-- Task --
Skip every line before the one containing "clear sky and record the coordinates.", then copy that line and the rest of the entries below exactly, through the last line.

-- Entries shown --

+ + + + +

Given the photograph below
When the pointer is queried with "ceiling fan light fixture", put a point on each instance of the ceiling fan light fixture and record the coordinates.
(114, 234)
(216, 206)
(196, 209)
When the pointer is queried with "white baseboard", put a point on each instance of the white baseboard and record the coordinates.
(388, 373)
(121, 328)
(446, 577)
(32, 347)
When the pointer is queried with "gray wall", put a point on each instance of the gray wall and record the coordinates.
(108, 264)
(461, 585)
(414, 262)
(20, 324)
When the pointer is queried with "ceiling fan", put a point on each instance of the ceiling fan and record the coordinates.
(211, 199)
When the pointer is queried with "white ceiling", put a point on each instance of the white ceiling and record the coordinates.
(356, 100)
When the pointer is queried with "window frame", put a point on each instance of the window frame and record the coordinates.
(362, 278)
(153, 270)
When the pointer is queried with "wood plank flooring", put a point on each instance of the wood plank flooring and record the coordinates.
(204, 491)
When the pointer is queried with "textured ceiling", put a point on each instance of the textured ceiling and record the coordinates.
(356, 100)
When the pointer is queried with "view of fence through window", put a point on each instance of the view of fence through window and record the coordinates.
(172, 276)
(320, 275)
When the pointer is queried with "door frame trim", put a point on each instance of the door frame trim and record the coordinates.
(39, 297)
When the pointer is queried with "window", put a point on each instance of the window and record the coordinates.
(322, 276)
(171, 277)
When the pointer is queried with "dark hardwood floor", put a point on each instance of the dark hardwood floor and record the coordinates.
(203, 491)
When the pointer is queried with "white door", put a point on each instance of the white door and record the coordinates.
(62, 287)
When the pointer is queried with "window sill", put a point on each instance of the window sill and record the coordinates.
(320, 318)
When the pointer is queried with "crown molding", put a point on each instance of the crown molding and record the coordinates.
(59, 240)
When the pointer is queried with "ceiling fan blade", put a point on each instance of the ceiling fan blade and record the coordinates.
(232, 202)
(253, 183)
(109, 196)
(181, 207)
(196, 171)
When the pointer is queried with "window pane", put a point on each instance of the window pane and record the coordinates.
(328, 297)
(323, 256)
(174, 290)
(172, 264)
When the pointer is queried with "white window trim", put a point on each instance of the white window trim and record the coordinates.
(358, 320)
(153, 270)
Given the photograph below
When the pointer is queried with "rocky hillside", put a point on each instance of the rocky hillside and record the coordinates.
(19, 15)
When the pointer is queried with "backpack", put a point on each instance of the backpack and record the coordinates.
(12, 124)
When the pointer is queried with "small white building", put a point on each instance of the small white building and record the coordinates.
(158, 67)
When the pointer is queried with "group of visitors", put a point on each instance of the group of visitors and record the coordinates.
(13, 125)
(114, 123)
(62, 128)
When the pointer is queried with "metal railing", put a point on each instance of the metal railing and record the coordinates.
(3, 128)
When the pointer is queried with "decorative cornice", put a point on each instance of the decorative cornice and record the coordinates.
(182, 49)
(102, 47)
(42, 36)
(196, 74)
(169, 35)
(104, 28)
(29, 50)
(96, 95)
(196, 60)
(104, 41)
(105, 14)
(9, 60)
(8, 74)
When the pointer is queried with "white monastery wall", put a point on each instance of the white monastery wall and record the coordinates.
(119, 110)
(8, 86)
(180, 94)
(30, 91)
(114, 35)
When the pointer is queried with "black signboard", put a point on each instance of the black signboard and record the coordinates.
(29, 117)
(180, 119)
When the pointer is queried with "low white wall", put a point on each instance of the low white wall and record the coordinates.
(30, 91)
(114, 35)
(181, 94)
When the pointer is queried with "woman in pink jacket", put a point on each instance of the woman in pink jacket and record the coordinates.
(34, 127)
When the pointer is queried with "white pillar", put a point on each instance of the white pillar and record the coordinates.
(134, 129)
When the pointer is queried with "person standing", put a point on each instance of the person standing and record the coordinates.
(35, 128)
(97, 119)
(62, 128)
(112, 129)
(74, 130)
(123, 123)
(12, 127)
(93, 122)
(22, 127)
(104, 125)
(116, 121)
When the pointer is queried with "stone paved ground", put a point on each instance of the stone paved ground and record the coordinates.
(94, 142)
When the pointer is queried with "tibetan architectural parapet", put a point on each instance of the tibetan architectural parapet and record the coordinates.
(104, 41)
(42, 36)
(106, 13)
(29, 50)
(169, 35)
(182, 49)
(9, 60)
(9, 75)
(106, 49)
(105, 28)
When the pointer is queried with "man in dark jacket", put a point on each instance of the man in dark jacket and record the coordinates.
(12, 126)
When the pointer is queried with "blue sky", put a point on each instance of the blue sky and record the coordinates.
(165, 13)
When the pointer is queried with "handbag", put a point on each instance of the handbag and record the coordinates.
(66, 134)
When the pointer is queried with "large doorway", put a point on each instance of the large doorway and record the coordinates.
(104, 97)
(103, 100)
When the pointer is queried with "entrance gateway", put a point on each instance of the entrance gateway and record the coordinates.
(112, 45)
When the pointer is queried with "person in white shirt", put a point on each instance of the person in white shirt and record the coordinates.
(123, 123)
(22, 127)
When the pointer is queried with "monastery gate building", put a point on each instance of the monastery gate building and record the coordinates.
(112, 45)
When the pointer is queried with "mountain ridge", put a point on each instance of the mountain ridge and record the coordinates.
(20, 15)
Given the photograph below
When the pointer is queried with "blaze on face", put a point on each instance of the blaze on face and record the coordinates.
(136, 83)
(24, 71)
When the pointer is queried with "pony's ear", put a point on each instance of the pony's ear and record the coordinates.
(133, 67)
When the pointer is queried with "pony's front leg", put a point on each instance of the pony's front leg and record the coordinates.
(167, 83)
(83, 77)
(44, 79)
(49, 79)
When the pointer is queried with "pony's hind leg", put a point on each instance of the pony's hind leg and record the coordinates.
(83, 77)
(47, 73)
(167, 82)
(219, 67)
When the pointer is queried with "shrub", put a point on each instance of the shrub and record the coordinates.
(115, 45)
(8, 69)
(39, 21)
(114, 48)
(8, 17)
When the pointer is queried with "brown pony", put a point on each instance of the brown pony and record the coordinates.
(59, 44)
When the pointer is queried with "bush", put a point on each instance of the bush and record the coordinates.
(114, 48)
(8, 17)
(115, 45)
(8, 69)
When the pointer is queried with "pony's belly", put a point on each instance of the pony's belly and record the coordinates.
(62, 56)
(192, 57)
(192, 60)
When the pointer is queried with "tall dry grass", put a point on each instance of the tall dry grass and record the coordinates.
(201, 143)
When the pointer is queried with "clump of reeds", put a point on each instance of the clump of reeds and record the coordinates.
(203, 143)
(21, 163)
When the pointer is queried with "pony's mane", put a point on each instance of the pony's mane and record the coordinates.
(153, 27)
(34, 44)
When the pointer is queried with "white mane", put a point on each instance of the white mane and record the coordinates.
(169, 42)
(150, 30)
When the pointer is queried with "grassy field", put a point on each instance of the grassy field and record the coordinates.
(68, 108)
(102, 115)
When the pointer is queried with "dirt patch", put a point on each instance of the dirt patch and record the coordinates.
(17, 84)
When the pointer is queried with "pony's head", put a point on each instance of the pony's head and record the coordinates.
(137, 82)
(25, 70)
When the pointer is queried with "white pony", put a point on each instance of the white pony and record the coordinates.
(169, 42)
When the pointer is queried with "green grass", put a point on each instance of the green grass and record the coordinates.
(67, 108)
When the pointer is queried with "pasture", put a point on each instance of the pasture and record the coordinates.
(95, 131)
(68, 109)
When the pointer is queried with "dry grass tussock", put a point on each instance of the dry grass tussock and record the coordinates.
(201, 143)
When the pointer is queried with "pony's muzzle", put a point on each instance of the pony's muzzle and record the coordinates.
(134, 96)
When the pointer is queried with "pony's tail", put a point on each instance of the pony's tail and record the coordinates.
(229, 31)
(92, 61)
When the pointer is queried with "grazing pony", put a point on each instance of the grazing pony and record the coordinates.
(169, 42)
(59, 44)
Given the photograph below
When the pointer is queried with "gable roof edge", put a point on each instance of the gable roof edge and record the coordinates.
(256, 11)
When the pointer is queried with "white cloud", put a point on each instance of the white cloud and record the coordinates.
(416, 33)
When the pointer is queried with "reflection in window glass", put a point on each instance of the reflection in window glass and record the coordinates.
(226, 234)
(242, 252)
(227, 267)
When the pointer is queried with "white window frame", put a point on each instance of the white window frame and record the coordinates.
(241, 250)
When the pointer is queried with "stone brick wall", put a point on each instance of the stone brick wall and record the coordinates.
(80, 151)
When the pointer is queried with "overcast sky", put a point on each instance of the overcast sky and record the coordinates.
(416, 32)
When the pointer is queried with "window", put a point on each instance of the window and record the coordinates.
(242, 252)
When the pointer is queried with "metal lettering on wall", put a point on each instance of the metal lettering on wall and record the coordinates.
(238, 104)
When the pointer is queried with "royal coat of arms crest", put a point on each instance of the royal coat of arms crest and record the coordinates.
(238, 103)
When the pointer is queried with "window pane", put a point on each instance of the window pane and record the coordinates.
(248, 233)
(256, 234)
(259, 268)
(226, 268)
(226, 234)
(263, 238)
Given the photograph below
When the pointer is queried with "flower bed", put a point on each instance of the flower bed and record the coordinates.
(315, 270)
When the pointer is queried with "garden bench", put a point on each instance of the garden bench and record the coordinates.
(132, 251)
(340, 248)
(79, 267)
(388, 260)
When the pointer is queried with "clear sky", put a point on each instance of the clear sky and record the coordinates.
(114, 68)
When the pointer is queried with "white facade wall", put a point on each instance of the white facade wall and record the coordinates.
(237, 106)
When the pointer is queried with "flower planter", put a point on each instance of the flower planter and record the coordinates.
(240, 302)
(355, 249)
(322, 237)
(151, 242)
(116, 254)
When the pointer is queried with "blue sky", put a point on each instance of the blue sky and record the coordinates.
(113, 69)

+ + + + +

-- The completed task --
When the pointer is queried with "clear sky", put a point on each instance of the clear sky and record the coordinates.
(114, 68)
When the pointer is queried with "white facade wall", put a point on each instance of the white facade wall and record the coordinates.
(237, 106)
When the pointer is queried with "flower planter", put a point on each instance of the flower planter and record the coordinates.
(240, 302)
(355, 249)
(322, 237)
(151, 242)
(116, 254)
When the pointer is queried with "blue sky", put a point on each instance of the blue sky and record the coordinates.
(113, 69)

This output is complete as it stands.